Monday, May 31, 2004

WARNING: MAY CONTAIN MOVIE SPOILERS. READ AT YOUR OWN RISK.

Things I noticed about Troy:
  • Achilles really likes to point his sword sideways at people and look down the blade. Someone should have mentioned to him that you don't need to aim a sword like a gun.

  • In one scene, the Trojans appear to roll gigantic balls of yarn down onto the Greek encampment. They should have followed that by unleashing the gigantic kittens. "Cry Havoc! and let slip the kittens of war!"

  • They keep starting massively violent battles, only to stop them suddenly, saying something like, "Well there's been enough killing for one day."

  • Is it really necessary for the men to have shorter skirts than the women?

  • Maybe if they wore thigh armour instead of shin armour they'd have fewer leg wounds.

  • Achilles, of course, gets an arrow in his heel. A nearby audience member whispered to another, "His Achilles tendon!" No, that's not why it's ironic, you doofus.

  • Achilles manages to woo the lovely Perseus into his bed, despite her being the cousin of Hector. Fortunately, Achilles has a Trojan on him.

In the words of the immortal Homer: "Doh!"



A fine example of high-quality book-binding
Thursday, May 27, 2004

Raised by PenguinsWell it's here. After many days eyeing my mailbox eagerly, the first four copies of Raised by Penguins arrived today. I carefully brought in the box and opened it up to find the four shiny books inside. They were indeed rectangular, as Café Press had promised. And also as Café Press had promised, they each contained 352 pages. I chortled merrily as I flipped through said pages...

... until I noticed a strange feeling of déja vu. Hadn't I seen that page before? Why yes, that was page 60. What was it doing in the middle of the book? As I kept flipping, I encountered the same 80 pages four times over.

I checked the next book. Surely the first was just a fluke and the others would be fine. But alas, this one contained pages 81 to 168, repeated four times. The other two copies were similar, but contained a different page range in quadruplicate.

How could they do this? Did their printers not even look at what they were binding? Did it not seem odd that the first page of each copy of the same book was different and each one started on a different page number? *shakes fist in the direction of Hayward, California*

Well after a little chat with the friendly Café Press representative, they've agreed to resend four copies. If I promised to give you a copy, I'm sorry but it will be delayed another week or so, unless you want to read it in 80-page installments.


Vote for your favourite lizard
Thursday, May 27, 2004

Federal election? Did someone call a federal election? It doesn't feel like an election. After all -- and I don't think I'm alone when I say this -- I have no idea who the local candidates are. I don't know their names or what they stand for, beyond grasping for more power.
:::::
Instruction 1:
In one to three sentences, explain why, according to the blog excerpt, anyone promised a copy of Raised by Penguins will get it late.
Instruction 2:
Output part of the blog excerpt word for word, beginning at the words "A fine example" and stopping after the words "four times over.".
Use only the blog excerpt to respond.

Data extract:
:::::
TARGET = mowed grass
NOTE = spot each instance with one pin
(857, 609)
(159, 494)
:::::
Final result 1:
The first four copies were bound wrong: each book held one range of pages repeated four times, such as the same 80 pages or pages 81 to 168. Café Press agreed to resend four copies, so the promised copies will be delayed another week or so.

Final result 2:
A fine example of high-quality book-binding
Thursday, May 27, 2004

Raised by PenguinsWell it's here. After many days eyeing my mailbox eagerly, the first four copies of Raised by Penguins arrived today. I carefully brought in the box and opened it up to find the four shiny books inside. They were indeed rectangular, as Café Press had promised. And also as Café Press had promised, they each contained 352 pages. I chortled merrily as I flipped through said pages...

... until I noticed a strange feeling of déja vu. Hadn't I seen that page before? Why yes, that was page 60. What was it doing in the middle of the book? As I kept flipping, I encountered the same 80 pages four times over.